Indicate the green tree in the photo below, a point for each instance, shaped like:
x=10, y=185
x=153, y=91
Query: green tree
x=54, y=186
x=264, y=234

===============

§ Exercise goal
Retype every entry above, word for word.

§ Task output
Indicate the green tree in the photo below, a point for each instance, shaped like:
x=10, y=185
x=153, y=91
Query: green tree
x=54, y=186
x=264, y=234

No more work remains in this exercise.